Assignment: Which lines below contain "black"? Copy every one of them.

[Referring expression pointing data]
_ _ _

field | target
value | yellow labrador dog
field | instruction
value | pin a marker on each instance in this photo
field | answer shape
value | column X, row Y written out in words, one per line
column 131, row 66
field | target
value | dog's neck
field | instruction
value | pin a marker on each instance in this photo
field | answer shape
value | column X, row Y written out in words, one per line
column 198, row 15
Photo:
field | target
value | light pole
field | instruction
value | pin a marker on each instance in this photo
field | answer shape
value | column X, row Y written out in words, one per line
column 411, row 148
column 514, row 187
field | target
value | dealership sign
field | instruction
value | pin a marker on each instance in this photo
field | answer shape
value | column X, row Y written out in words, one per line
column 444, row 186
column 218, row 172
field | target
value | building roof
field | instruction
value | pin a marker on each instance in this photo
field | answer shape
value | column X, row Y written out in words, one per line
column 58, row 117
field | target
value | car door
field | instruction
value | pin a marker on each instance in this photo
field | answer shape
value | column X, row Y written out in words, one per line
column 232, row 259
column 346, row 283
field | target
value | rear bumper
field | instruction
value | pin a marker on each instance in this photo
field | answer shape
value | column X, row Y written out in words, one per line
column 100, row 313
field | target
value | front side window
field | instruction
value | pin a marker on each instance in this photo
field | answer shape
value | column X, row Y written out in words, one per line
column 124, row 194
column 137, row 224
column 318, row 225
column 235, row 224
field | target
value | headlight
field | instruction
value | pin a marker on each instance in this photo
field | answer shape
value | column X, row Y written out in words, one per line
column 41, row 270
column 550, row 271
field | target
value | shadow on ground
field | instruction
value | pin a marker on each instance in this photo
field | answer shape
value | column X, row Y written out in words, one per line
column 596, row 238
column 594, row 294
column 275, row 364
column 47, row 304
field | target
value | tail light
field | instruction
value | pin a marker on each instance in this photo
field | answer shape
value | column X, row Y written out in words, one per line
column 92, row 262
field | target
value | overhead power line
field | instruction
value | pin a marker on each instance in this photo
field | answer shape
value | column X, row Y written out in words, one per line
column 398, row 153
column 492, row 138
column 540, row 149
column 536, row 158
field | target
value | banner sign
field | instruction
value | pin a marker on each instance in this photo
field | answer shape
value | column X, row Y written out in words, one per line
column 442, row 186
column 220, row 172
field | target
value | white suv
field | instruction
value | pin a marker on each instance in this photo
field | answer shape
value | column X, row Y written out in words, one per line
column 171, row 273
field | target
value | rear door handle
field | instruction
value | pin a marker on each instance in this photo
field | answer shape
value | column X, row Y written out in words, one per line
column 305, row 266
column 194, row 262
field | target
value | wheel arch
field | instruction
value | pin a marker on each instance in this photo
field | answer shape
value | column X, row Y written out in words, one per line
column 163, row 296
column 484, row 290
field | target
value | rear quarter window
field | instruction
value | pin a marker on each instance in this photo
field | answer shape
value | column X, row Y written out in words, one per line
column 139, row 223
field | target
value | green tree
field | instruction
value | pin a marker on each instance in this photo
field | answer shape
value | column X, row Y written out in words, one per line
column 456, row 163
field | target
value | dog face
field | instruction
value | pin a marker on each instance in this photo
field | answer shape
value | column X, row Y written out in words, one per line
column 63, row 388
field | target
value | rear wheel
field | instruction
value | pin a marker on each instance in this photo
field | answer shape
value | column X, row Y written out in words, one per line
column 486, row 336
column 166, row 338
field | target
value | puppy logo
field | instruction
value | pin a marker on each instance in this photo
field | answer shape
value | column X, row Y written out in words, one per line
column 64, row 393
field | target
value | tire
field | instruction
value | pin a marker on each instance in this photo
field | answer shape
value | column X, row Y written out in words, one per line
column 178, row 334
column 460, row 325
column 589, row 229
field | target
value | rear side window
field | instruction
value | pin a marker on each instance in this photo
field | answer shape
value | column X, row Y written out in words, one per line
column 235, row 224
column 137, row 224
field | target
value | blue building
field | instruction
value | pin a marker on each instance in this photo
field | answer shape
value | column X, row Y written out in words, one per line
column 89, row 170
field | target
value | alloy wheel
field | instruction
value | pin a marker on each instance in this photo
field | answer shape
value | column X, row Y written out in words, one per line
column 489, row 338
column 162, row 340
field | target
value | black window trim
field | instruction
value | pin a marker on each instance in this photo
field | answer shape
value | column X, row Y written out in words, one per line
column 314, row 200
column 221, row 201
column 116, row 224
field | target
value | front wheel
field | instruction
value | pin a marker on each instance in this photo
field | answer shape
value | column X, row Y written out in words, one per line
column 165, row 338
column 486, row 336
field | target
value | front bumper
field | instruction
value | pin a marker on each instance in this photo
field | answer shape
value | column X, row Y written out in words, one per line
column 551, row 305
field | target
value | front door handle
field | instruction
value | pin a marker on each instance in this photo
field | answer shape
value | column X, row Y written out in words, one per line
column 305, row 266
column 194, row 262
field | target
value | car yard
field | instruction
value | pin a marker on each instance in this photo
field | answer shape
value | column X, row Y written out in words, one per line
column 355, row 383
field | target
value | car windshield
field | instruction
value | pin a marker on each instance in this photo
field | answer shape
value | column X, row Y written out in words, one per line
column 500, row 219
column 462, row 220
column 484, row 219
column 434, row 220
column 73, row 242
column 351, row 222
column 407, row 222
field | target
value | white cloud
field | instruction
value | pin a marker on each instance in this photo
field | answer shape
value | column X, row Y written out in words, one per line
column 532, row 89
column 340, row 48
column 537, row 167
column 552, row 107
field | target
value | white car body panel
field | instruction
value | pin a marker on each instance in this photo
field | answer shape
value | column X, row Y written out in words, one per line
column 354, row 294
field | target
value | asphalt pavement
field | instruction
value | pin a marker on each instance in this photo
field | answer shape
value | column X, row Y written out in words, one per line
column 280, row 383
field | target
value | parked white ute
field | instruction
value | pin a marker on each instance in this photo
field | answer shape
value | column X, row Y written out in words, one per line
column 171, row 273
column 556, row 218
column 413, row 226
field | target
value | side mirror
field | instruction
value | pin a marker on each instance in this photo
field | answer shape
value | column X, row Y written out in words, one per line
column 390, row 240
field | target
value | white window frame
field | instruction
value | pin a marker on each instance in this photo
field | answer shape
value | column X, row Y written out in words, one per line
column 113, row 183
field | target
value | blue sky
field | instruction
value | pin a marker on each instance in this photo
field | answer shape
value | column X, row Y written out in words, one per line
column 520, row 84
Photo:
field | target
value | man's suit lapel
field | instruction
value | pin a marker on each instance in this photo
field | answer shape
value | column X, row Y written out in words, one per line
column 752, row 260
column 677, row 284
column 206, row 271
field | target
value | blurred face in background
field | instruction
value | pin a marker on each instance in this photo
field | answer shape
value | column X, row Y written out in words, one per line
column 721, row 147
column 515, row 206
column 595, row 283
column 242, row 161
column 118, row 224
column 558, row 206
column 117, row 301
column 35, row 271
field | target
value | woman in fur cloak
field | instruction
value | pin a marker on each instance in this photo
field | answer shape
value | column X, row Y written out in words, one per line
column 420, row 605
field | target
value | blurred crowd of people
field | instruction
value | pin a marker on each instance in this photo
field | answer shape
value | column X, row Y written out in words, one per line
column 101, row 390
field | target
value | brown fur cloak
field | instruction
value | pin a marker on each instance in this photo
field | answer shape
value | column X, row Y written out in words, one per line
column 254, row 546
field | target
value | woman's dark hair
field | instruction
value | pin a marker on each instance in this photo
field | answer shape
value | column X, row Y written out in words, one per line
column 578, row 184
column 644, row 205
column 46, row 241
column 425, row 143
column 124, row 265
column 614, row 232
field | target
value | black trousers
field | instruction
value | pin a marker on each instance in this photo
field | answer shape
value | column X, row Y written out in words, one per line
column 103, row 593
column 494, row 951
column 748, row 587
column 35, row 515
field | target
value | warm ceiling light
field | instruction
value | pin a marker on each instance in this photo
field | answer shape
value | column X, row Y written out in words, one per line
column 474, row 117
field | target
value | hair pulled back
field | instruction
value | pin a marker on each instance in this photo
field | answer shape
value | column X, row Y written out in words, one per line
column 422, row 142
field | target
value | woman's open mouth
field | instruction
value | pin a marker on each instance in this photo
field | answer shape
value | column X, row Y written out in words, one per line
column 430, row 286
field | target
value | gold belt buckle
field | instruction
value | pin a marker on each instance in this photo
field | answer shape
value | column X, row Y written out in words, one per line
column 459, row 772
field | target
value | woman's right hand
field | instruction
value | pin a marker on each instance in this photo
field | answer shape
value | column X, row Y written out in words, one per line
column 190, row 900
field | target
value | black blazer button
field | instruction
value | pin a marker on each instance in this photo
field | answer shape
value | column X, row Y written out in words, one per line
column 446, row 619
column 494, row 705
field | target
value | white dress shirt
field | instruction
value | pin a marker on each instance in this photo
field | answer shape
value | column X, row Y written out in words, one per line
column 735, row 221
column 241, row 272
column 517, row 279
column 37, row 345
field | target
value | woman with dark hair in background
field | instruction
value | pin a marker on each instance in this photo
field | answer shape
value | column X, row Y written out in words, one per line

_ _ _

Answer section:
value | black window trim
value | black trousers
value | black blazer button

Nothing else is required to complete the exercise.